→ **YOUR OBJECTIVE**
Edit the rows, starting at the line that has "[mask] bare shrub -> every instance" and stopping after the line that has "315 215 L 311". Replace "bare shrub" with "leafless shrub", keep everything else unchanged, and return only those lines.
====== ENTRIES
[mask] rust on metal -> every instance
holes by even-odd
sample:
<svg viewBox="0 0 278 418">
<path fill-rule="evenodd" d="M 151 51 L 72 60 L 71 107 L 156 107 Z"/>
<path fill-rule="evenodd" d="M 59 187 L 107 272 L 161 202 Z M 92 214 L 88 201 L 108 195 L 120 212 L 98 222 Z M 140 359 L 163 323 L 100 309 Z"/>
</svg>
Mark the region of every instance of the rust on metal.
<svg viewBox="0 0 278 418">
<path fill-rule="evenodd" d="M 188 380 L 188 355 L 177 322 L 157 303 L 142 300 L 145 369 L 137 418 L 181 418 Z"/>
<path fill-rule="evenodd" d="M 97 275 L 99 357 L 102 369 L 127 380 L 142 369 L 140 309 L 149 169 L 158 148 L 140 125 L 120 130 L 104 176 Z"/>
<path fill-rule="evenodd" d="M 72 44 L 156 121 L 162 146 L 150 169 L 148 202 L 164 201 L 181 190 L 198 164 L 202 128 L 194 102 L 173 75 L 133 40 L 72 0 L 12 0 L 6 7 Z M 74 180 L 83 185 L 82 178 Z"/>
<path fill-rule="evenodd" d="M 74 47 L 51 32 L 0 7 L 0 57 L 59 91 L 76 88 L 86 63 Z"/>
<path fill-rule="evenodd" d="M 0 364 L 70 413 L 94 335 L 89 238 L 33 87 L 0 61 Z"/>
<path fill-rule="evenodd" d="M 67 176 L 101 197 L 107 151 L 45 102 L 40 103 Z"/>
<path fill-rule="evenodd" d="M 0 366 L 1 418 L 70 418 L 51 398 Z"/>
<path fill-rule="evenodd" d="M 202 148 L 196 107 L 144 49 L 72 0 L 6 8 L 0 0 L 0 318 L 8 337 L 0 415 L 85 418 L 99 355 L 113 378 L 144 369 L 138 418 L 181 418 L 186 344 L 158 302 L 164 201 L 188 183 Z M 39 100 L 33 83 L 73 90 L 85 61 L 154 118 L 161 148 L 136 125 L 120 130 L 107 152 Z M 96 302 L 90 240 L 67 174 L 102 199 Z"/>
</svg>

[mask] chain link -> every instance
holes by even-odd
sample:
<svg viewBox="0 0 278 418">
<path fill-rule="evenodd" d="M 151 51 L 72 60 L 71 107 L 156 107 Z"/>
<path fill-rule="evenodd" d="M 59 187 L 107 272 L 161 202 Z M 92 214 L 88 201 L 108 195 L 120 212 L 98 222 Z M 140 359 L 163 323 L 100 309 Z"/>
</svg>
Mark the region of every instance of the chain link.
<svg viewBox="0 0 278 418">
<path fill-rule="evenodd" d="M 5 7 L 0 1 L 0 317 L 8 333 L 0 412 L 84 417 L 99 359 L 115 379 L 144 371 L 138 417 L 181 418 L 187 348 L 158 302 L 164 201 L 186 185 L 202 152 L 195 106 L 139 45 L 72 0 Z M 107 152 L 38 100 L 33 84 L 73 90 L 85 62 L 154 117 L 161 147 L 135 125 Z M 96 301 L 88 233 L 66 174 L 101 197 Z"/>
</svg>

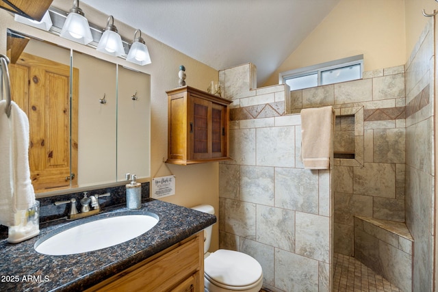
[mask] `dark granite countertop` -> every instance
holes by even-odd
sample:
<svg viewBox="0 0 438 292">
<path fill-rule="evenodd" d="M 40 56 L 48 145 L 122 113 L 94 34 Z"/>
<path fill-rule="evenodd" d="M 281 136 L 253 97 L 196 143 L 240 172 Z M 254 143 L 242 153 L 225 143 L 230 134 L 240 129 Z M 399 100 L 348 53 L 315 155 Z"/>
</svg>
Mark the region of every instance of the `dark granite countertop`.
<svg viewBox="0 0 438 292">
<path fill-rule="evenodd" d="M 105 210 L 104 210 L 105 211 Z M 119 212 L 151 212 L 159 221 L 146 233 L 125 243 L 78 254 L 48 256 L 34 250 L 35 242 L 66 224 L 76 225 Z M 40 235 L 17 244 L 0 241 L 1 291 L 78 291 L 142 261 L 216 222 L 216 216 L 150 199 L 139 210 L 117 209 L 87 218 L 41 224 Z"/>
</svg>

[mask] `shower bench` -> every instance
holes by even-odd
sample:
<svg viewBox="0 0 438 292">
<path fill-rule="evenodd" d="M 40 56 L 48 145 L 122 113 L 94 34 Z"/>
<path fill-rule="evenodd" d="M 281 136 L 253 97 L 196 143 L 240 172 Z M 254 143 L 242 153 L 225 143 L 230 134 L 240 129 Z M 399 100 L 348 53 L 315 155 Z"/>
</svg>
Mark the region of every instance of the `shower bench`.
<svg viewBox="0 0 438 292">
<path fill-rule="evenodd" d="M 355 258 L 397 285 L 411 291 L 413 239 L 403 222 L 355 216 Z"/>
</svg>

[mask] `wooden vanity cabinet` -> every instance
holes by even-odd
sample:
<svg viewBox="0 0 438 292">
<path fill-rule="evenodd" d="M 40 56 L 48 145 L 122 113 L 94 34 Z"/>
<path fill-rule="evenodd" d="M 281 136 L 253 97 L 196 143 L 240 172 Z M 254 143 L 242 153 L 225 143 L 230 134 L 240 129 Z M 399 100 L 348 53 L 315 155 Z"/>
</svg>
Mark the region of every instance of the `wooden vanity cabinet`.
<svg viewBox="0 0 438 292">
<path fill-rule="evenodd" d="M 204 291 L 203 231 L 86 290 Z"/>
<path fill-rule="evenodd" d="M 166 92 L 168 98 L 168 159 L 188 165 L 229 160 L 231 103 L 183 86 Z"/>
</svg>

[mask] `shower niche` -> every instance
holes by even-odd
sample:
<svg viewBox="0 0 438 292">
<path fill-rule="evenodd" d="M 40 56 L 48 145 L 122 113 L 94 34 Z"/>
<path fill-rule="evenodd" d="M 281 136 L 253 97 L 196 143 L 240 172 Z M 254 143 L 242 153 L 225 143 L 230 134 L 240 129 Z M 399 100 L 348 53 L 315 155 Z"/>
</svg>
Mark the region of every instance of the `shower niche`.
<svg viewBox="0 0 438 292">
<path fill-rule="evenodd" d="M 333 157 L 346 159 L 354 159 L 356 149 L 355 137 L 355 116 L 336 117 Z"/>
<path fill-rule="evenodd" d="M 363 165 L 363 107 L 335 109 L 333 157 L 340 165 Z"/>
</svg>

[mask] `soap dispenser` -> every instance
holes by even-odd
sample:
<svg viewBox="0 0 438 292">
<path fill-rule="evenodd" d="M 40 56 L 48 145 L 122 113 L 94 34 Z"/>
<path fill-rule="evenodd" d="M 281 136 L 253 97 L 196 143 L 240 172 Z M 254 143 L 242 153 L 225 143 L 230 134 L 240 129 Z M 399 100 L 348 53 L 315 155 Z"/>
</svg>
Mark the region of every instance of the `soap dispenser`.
============
====== ENTRIES
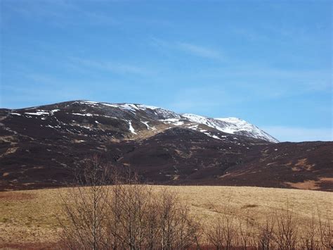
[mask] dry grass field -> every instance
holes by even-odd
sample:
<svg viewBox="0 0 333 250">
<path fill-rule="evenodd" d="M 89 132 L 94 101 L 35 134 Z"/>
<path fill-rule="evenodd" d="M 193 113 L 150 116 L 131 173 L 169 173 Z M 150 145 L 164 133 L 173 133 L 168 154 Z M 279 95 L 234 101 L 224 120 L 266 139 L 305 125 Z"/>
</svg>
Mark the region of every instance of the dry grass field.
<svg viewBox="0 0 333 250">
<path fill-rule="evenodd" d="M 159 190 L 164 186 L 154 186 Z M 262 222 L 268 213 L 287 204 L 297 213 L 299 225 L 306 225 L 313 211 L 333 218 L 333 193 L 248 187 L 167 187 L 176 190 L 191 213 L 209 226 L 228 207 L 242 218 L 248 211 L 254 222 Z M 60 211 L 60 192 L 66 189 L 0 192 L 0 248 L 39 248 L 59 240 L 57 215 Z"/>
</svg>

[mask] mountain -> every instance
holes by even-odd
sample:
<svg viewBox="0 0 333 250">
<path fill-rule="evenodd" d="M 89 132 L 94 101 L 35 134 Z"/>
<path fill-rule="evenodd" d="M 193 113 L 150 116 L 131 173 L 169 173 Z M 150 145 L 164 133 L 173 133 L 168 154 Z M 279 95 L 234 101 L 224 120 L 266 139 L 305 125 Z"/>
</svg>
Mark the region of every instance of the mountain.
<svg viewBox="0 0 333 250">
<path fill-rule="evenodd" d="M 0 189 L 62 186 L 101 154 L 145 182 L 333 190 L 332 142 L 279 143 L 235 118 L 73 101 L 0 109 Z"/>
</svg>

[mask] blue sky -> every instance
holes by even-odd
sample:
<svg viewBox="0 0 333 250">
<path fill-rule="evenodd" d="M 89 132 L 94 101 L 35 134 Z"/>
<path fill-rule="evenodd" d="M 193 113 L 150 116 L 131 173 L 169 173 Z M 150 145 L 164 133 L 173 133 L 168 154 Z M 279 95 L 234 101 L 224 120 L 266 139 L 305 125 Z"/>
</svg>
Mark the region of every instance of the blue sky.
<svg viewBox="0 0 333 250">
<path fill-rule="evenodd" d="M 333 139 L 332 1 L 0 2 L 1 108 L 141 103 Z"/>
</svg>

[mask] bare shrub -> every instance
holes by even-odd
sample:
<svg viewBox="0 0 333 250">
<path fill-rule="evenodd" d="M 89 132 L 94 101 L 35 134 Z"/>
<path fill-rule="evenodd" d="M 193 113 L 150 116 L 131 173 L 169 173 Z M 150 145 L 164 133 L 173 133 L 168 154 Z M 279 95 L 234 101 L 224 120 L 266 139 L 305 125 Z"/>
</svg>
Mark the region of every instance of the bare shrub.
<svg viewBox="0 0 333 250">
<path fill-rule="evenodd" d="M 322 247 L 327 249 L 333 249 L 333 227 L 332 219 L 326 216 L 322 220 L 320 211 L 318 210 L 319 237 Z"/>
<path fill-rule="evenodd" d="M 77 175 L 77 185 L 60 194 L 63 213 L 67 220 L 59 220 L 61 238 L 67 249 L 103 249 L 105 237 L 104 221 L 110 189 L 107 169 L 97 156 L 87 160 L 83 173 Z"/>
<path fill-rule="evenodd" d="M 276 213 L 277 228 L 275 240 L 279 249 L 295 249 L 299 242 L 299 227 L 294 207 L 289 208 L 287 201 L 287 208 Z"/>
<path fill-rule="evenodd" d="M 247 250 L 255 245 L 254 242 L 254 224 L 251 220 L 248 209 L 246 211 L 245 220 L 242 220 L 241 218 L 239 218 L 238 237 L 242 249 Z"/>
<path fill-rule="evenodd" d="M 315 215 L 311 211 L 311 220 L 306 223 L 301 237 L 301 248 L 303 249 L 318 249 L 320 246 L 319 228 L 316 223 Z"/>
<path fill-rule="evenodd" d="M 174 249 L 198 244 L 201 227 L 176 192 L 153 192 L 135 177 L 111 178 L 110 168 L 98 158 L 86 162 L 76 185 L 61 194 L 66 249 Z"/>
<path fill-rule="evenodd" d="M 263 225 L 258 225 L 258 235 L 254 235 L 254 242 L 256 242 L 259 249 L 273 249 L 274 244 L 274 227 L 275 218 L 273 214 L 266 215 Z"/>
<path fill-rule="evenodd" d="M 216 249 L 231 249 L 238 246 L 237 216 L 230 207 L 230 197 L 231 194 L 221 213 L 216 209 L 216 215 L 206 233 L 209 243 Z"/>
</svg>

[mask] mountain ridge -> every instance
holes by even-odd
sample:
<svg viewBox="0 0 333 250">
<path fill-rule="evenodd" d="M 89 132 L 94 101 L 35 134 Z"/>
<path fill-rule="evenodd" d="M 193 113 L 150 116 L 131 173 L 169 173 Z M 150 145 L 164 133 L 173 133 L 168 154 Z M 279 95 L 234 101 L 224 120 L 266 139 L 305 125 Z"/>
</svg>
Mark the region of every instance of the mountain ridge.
============
====== ENTRIES
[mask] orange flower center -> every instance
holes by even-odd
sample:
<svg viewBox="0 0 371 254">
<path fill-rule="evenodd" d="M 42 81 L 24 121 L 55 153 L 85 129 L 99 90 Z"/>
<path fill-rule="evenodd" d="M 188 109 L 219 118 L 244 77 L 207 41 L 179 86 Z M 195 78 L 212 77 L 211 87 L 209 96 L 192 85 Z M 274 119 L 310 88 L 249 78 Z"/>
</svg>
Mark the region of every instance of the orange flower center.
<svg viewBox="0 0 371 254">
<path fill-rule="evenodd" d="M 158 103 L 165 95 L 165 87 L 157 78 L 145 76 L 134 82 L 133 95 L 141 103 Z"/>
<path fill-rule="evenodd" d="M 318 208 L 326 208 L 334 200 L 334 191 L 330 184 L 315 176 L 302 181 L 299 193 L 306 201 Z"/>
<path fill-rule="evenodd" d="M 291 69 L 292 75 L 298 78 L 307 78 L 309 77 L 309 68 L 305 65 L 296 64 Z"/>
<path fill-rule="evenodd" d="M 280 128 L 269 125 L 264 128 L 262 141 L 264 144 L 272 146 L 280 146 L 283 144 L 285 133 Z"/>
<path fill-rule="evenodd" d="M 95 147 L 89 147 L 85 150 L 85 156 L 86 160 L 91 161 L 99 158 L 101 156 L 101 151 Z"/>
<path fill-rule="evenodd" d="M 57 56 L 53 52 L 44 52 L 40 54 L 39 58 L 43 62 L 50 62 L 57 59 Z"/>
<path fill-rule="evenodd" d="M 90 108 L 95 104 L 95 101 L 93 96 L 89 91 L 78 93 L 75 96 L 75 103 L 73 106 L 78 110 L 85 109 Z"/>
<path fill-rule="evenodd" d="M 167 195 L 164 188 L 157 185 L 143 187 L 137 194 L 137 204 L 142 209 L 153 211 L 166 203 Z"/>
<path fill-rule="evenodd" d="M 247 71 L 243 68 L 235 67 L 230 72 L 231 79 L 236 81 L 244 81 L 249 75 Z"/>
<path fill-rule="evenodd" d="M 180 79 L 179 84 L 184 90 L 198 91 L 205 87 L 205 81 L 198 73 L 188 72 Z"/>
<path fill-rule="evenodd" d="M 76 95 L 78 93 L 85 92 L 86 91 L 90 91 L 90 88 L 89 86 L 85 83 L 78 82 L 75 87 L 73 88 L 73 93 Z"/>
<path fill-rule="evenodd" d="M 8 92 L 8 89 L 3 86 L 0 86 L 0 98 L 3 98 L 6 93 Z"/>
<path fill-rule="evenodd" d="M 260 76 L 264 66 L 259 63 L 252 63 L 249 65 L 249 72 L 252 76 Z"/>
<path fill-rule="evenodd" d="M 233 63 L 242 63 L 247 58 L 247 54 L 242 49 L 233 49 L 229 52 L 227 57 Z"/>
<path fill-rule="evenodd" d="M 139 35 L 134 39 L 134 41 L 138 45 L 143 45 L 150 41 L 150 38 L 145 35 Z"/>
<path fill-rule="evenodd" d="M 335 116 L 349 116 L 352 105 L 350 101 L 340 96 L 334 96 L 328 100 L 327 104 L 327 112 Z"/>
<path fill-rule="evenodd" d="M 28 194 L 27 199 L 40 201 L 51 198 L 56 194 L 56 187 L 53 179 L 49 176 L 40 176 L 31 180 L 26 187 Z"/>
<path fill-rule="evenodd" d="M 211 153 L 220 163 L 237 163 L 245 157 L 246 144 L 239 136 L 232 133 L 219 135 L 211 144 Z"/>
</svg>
============
→ **RESULT OF THIS TASK**
[mask] leafless shrub -> every instance
holes by even-odd
sample:
<svg viewBox="0 0 333 250">
<path fill-rule="evenodd" d="M 89 132 L 94 101 L 35 134 Z"/>
<path fill-rule="evenodd" d="M 193 113 L 150 116 L 131 173 L 169 173 Z M 150 145 L 164 133 L 173 133 L 168 154 Z M 279 95 L 234 101 L 224 120 L 266 139 L 305 125 Z"/>
</svg>
Mark the region of every instance of the leafless shrub.
<svg viewBox="0 0 333 250">
<path fill-rule="evenodd" d="M 322 247 L 327 249 L 333 249 L 333 227 L 332 219 L 326 216 L 322 220 L 320 211 L 318 210 L 319 237 Z"/>
<path fill-rule="evenodd" d="M 77 175 L 77 185 L 60 194 L 63 213 L 67 220 L 59 220 L 61 238 L 67 249 L 103 249 L 105 237 L 104 221 L 110 189 L 107 169 L 97 156 L 87 160 L 83 173 Z"/>
<path fill-rule="evenodd" d="M 276 213 L 277 228 L 275 240 L 279 249 L 295 249 L 299 242 L 299 227 L 294 207 L 289 208 L 287 201 L 287 208 Z"/>
<path fill-rule="evenodd" d="M 247 250 L 255 245 L 254 242 L 254 224 L 251 220 L 248 209 L 246 211 L 245 220 L 242 220 L 241 218 L 239 218 L 238 237 L 242 249 Z"/>
<path fill-rule="evenodd" d="M 315 215 L 311 211 L 311 220 L 306 223 L 301 237 L 301 248 L 303 249 L 318 249 L 320 246 L 319 228 L 316 223 Z"/>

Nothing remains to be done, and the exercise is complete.